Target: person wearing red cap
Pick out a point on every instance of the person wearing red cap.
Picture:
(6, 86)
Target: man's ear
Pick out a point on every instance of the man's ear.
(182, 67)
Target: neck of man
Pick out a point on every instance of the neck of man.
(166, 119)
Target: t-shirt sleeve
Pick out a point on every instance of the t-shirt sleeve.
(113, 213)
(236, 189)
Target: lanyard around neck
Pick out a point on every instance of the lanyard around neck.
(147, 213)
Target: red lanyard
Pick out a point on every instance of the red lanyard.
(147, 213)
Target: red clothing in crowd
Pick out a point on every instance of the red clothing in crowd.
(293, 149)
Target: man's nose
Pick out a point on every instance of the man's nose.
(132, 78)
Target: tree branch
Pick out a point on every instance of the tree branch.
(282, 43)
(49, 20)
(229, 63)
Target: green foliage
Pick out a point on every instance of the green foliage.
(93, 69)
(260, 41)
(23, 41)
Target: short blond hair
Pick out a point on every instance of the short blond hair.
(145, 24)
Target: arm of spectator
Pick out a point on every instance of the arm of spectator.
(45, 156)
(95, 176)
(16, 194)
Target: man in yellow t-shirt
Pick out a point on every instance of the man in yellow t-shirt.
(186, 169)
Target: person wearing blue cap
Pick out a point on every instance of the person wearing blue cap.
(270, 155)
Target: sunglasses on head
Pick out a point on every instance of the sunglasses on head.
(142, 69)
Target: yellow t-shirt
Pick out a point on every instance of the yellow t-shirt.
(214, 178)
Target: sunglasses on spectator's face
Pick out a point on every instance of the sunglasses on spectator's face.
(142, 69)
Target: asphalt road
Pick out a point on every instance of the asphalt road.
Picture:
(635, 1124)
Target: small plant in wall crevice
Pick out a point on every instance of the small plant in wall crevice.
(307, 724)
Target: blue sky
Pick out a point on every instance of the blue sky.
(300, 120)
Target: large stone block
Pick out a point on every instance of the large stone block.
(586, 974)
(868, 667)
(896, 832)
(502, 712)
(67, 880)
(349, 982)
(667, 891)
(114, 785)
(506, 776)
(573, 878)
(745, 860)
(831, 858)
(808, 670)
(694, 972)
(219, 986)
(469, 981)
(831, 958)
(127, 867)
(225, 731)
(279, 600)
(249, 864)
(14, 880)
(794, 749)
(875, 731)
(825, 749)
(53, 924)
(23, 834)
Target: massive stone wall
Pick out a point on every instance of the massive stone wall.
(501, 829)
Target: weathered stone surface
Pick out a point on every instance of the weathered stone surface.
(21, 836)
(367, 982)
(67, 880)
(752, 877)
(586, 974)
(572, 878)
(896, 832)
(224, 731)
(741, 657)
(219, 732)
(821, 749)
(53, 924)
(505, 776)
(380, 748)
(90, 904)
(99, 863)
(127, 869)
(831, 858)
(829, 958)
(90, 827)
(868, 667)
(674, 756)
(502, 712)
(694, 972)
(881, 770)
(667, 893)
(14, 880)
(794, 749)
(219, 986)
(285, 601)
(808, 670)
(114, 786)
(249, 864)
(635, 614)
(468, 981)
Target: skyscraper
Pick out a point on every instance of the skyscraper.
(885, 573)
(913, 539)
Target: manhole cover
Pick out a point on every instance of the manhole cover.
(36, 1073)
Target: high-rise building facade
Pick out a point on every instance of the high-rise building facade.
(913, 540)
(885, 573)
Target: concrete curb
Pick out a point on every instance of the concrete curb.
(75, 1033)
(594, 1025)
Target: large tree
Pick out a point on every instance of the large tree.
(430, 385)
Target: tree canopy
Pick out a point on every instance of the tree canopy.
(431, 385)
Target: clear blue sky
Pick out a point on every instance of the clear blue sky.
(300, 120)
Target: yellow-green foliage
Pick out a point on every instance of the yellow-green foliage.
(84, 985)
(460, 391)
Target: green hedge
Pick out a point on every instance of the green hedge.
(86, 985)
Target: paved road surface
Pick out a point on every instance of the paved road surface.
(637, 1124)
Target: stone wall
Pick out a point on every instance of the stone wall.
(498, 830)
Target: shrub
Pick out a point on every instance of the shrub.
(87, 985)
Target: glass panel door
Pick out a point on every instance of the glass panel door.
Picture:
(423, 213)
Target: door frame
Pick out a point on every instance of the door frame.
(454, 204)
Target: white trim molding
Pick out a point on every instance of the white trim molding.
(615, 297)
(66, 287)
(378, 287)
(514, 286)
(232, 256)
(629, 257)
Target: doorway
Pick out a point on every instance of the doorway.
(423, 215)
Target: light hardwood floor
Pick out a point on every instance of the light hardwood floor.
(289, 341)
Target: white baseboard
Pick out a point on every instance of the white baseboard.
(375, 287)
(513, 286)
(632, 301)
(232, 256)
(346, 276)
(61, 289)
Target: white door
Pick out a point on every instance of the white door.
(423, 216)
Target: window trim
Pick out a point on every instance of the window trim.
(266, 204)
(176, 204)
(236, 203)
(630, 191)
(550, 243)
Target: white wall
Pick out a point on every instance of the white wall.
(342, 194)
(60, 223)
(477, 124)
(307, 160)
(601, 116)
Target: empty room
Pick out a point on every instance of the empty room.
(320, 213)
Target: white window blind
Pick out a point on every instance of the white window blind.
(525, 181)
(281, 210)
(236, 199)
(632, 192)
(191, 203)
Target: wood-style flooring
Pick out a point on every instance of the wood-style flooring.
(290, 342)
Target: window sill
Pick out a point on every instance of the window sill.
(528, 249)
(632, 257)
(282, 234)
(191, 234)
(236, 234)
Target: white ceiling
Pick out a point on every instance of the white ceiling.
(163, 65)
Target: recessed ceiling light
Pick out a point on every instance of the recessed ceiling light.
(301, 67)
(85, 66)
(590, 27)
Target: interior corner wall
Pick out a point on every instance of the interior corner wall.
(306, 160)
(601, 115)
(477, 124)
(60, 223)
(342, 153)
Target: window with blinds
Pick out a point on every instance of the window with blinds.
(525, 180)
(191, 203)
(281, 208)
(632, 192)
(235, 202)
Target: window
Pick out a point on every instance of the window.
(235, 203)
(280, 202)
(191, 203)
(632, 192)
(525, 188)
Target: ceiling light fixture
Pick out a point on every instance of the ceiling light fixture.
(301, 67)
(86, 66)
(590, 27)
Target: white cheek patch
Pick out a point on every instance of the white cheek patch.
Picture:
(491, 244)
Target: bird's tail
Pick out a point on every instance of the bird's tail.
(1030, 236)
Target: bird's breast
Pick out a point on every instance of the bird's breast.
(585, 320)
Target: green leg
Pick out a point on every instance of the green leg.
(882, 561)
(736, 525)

══════

▶ [Instructions for the task] Turn every line of the rows above into a single numbered list, leaving out any blank lines.

▶ [Written solution]
1. Target: person wearing red cap
2. Pick out a point on every instance of the person wearing red cap.
3. Picture:
4. (6, 86)
5. Target: man's ear
6. Pick out a point on every instance of the man's ear.
7. (182, 67)
8. Target: neck of man
9. Pick out a point on every instance of the neck of man.
10. (166, 119)
11. Target: t-shirt sleeve
12. Pick out a point on every instance of the t-shirt sleeve.
13. (113, 213)
14. (236, 189)
15. Target: lanyard around neck
16. Pick out a point on every instance of the lanyard around neck.
17. (147, 213)
18. Target: red lanyard
19. Pick out a point on every instance of the red lanyard.
20. (147, 213)
21. Target: red clothing in crowd
22. Pick out a point on every instance of the red clothing in crowd.
23. (293, 149)
24. Target: man's nose
25. Pick out a point on every instance of the man's nose.
26. (132, 78)
27. Target: tree branch
28. Pick out a point on every instance of the tree branch.
29. (282, 43)
30. (49, 20)
31. (229, 63)
32. Target: green foliage
33. Pick out a point on every instance of the green foliage.
34. (93, 69)
35. (260, 41)
36. (23, 41)
37. Target: short blond hair
38. Pick out a point on every instance of the short blond hair.
39. (145, 24)
40. Target: arm of spectator
41. Pick out a point on every instance of the arm of spectator.
42. (45, 156)
43. (95, 176)
44. (16, 194)
45. Target: man in yellow t-shirt
46. Pick out a point on every instance of the man in yellow t-shirt.
47. (186, 169)
48. Target: person wearing blue cap
49. Pick out a point on every instance of the person wearing blue cap.
50. (270, 155)
51. Target: sunglasses on head
52. Pick out a point on every instance of the sunglasses on head.
53. (142, 69)
54. Target: yellow t-shirt
55. Pick out a point on every instance of the yellow t-shirt.
56. (214, 178)
57. Target: sunglasses on spectator's face
58. Pick out a point on every instance of the sunglasses on spectator's face.
59. (142, 69)
60. Target: asphalt road
61. Pick out a point on every instance of the asphalt road.
62. Picture:
63. (635, 1124)
64. Target: small plant in wall crevice
65. Pick out a point on every instance of the small plant in wall crevice.
66. (307, 724)
67. Target: blue sky
68. Pick out a point on every instance of the blue sky.
69. (300, 120)
70. Target: large stone block
71. Pick out a point on every instance of the large stone block.
72. (586, 974)
73. (868, 667)
74. (896, 832)
75. (502, 712)
76. (67, 880)
77. (349, 982)
78. (667, 891)
79. (114, 785)
80. (506, 776)
81. (573, 878)
82. (745, 860)
83. (831, 858)
84. (808, 670)
85. (694, 972)
86. (219, 986)
87. (469, 981)
88. (831, 958)
89. (127, 867)
90. (225, 731)
91. (279, 600)
92. (249, 864)
93. (14, 880)
94. (794, 749)
95. (875, 731)
96. (825, 749)
97. (53, 924)
98. (23, 834)
99. Target: massive stone wall
100. Pick out a point on every instance of the massive stone wall.
101. (501, 829)
102. Target: weathered stone surface
103. Pick out a point on every instance of the weathered stone surface.
104. (21, 836)
105. (367, 982)
106. (67, 880)
107. (752, 877)
108. (586, 974)
109. (572, 878)
110. (896, 832)
111. (224, 731)
112. (741, 657)
113. (219, 732)
114. (821, 749)
115. (53, 924)
116. (505, 776)
117. (380, 748)
118. (90, 904)
119. (99, 863)
120. (127, 869)
121. (831, 858)
122. (829, 958)
123. (90, 827)
124. (868, 667)
125. (674, 756)
126. (502, 712)
127. (694, 972)
128. (881, 770)
129. (667, 893)
130. (14, 880)
131. (794, 749)
132. (219, 986)
133. (285, 601)
134. (808, 670)
135. (114, 786)
136. (249, 864)
137. (635, 614)
138. (468, 981)
139. Target: skyscraper
140. Pick out a point on every instance of the skyscraper.
141. (885, 573)
142. (913, 539)
143. Target: manhole cover
144. Pick out a point on every instance of the manhole cover.
145. (36, 1073)
146. Target: high-rise building facade
147. Pick out a point on every instance of the high-rise building facade.
148. (913, 540)
149. (885, 573)
150. Target: concrete curb
151. Pick out a point on every instance of the concrete curb.
152. (75, 1033)
153. (594, 1025)
154. Target: large tree
155. Pick out a point on every instance of the large tree.
156. (430, 385)
157. Target: tree canopy
158. Pick out a point on every instance of the tree canopy.
159. (431, 385)
160. Target: clear blue sky
161. Pick out a point on every instance of the clear blue sky.
162. (300, 120)
163. Target: yellow-green foliage
164. Pick out a point on every instance of the yellow-green foliage.
165. (84, 985)
166. (460, 391)
167. Target: green hedge
168. Pick out a point on every instance of the green hedge.
169. (86, 985)
170. Target: paved road surface
171. Pick out a point on every instance of the paved road surface.
172. (637, 1124)
173. Target: stone wall
174. Pick out a point on every instance of the stone wall.
175. (498, 830)
176. Target: shrub
177. Pick out a point on every instance of the shrub.
178. (87, 985)
179. Target: glass panel door
180. Pick out a point on every instance of the glass panel door.
181. Picture:
182. (423, 213)
183. Target: door frame
184. Pick out a point on every instance of the door frame.
185. (454, 204)
186. Target: white trim molding
187. Pick out a point on every instance of the white trim molding.
188. (615, 297)
189. (66, 287)
190. (378, 287)
191. (514, 286)
192. (232, 256)
193. (629, 257)
194. Target: doorway
195. Pick out a point on every instance of the doorway.
196. (423, 215)
197. Target: light hardwood floor
198. Pick out a point on every instance of the light hardwood floor.
199. (289, 341)
200. Target: white baseboard
201. Pick out a point on every instance of the white baseboard.
202. (375, 287)
203. (513, 286)
204. (632, 301)
205. (232, 256)
206. (346, 276)
207. (61, 289)
208. Target: white door
209. Pick out a point on every instance of the white door.
210. (423, 216)
211. Target: window trim
212. Pick out a point on every instance of the window trim.
213. (266, 204)
214. (176, 204)
215. (236, 203)
216. (630, 191)
217. (550, 243)
218. Target: white wall
219. Pick out a point on every instance of the white wall.
220. (342, 194)
221. (60, 223)
222. (477, 124)
223. (307, 160)
224. (601, 116)
225. Target: empty room
226. Pick out a point on every instance of the empty room.
227. (320, 213)
228. Target: white window blind
229. Pick out a point on every instance of the white window blind.
230. (525, 181)
231. (281, 210)
232. (236, 199)
233. (632, 192)
234. (191, 203)
235. Target: wood-style flooring
236. Pick out a point on every instance of the wood-style flooring.
237. (290, 342)
238. Target: window sill
239. Pick out a point on every instance of the window sill.
240. (528, 249)
241. (632, 257)
242. (282, 234)
243. (191, 234)
244. (236, 234)
245. Target: white ceiling
246. Pick out a point on every instance of the white ceiling.
247. (163, 65)
248. Target: recessed ceiling light
249. Pick out a point on every instance of the recessed ceiling light.
250. (301, 67)
251. (85, 66)
252. (590, 27)
253. Target: interior corner wall
254. Pick out a point on every instance of the interior corner wall.
255. (306, 160)
256. (601, 115)
257. (477, 124)
258. (60, 223)
259. (342, 153)
260. Target: window with blinds
261. Pick out a point on every instance of the window with blinds.
262. (525, 180)
263. (191, 203)
264. (281, 208)
265. (632, 192)
266. (235, 202)
267. Target: window
268. Pick out a point on every instance of the window.
269. (235, 203)
270. (280, 202)
271. (191, 203)
272. (632, 192)
273. (525, 188)
274. Target: ceiling light fixture
275. Pick out a point on every instance of the ceiling light fixture.
276. (301, 67)
277. (86, 66)
278. (590, 27)
279. Target: white cheek patch
280. Pick out a point on every instance of the white cheek patch.
281. Picture:
282. (491, 244)
283. Target: bird's tail
284. Pick out a point on every instance of the bird's tail.
285. (1030, 236)
286. Target: bird's breast
287. Pick out a point on every instance of the bird's breast.
288. (585, 320)
289. Target: green leg
290. Pick out a point on every instance of the green leg.
291. (882, 561)
292. (736, 525)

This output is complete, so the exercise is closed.